======== DATA RECORDS ========

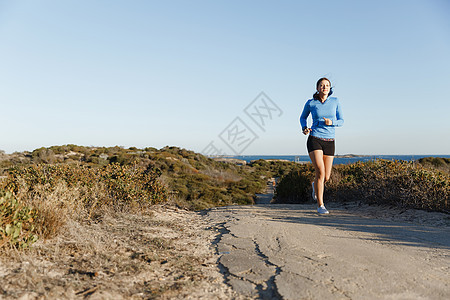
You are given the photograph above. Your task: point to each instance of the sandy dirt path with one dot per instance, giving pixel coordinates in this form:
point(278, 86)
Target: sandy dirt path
point(291, 252)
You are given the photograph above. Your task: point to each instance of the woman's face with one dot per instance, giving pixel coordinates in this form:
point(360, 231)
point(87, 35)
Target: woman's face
point(324, 87)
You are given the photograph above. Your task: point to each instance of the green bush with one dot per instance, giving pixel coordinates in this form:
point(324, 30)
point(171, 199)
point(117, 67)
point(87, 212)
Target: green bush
point(17, 227)
point(398, 183)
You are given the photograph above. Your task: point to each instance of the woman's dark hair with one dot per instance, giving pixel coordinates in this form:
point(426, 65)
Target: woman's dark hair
point(316, 94)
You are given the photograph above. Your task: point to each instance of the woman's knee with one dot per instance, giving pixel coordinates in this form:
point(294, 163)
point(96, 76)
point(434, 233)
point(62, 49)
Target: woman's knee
point(320, 174)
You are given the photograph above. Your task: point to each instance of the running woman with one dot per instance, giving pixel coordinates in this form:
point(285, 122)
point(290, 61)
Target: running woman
point(326, 114)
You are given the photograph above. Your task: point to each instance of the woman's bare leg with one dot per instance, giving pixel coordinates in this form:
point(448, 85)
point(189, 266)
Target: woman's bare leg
point(328, 162)
point(317, 159)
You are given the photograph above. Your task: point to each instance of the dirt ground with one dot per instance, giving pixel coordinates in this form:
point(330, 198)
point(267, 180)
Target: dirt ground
point(167, 254)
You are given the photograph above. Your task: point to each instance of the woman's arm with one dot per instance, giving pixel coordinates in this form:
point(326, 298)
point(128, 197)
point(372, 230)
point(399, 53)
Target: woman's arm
point(304, 115)
point(339, 116)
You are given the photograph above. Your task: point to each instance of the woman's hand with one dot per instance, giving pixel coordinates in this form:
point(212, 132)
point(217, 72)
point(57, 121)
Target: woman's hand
point(328, 122)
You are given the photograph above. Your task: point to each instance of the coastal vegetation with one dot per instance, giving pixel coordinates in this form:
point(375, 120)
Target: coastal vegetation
point(424, 184)
point(40, 191)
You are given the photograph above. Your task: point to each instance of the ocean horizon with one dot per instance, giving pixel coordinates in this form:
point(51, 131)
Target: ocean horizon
point(338, 159)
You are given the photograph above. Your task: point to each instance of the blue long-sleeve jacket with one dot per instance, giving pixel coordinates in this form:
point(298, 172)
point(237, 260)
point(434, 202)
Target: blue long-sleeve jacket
point(330, 109)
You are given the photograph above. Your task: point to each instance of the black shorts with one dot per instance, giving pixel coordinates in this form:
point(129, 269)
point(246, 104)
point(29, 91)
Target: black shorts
point(314, 143)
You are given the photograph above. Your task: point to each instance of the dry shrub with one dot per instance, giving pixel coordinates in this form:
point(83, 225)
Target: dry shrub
point(61, 192)
point(398, 183)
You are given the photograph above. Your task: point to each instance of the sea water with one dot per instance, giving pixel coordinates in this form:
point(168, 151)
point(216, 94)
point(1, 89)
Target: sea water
point(347, 159)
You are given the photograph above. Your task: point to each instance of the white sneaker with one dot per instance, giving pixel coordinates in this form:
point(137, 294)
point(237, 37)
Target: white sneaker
point(322, 210)
point(314, 193)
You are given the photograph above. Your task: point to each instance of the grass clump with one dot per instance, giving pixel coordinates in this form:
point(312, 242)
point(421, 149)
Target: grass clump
point(40, 198)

========

» TASK DETAILS: Without the pictures, repeat all the records word for word.

» RESULT:
You are given the photograph above. Your task: point to each instance of the sandy dirt path with one dot per instance, giving pixel coordinates in this form:
point(278, 86)
Target: sandy dirt path
point(291, 252)
You are given the photograph above. Your task: point to each instance of the woman's face with one dot per instance, giving pixel coordinates in this form:
point(360, 231)
point(87, 35)
Target: woman's face
point(324, 87)
You are given the photograph above. Your task: point to each instance of the green bush with one dot per instance, giving pixel coordinates in this form:
point(324, 30)
point(171, 199)
point(117, 67)
point(87, 212)
Target: green bush
point(17, 227)
point(398, 183)
You are given the photograph above. Your task: point to each instance of the woman's dark hair with one dot per instance, giving pixel coordinates in this form:
point(426, 65)
Target: woman's dark hair
point(316, 94)
You are given the photograph above. Your task: point to each instance of the woman's knee with one dot per instance, giving pixel coordinates in this form:
point(294, 163)
point(96, 76)
point(434, 233)
point(62, 49)
Target: woman's knee
point(320, 174)
You are given the photograph above. Your task: point to each instance of the running woman with one dot per instance, giving pixel coordinates in this form:
point(285, 122)
point(290, 61)
Target: running woman
point(326, 114)
You are given the photograph above. Your task: point to each instance of the woman's bare leg with one dot per instance, giving pixel coordinates in this form:
point(448, 85)
point(189, 266)
Target: woman's bare leg
point(328, 162)
point(317, 159)
You are given the photograph above. Your task: point to each instance of the dirt ground with one dot per instance, giving pixel coordinates in this form:
point(330, 198)
point(267, 180)
Target: dirt ground
point(167, 254)
You are given the photograph above. Your task: point to each instance of the woman's arm with one dot per instance, giving pixel coordinates in this form:
point(326, 298)
point(128, 197)
point(372, 230)
point(399, 53)
Target: woman's arm
point(304, 115)
point(339, 116)
You are given the photograph above. Your task: point to each instance of the woman's hand with one dot per instance, giving pixel coordinates in this form:
point(212, 132)
point(217, 72)
point(57, 121)
Target: woman's hand
point(328, 122)
You are given the photograph above. Your task: point to each instance of the coastal vegetation with one dot per instance, giving pixel coordinates in this form:
point(375, 120)
Target: coastal vegetation
point(424, 184)
point(40, 191)
You are given the photograph above. Your task: point to each instance of the ocean horizon with one dot per instance, giving pixel coordinates in this form:
point(51, 131)
Target: ocean horizon
point(338, 159)
You are given the photograph above. Your task: point to each instance of the blue long-sleeve jacket with one dot per instance, giving pixel coordinates in this form:
point(298, 172)
point(237, 260)
point(434, 202)
Target: blue long-sleeve jacket
point(330, 109)
You are given the photograph above. Your task: point to each instance of the black shorts with one dot per instance, giving pixel coordinates in this form:
point(129, 269)
point(246, 104)
point(29, 91)
Target: black shorts
point(314, 143)
You are given the photograph above. Your task: point to each instance of the dry shrub with one dot per instance, giving pixel coordinates in this form:
point(83, 225)
Target: dry shrub
point(61, 192)
point(398, 183)
You are given the photograph above. Your task: point to each instance of the sea water with one dot per instance, giving pixel coordinates in this form:
point(168, 151)
point(216, 94)
point(1, 89)
Target: sea water
point(347, 159)
You are given the photograph above. Your task: point to each instance of the white sneaker with one dot per instance, giving pixel coordinates in this form:
point(137, 294)
point(237, 37)
Target: white sneaker
point(322, 210)
point(314, 193)
You are given the photograph above. Your task: point to each instance of the grass clump with one dot per instance, giving pixel coordinates in this form:
point(312, 242)
point(421, 149)
Target: grass clump
point(40, 198)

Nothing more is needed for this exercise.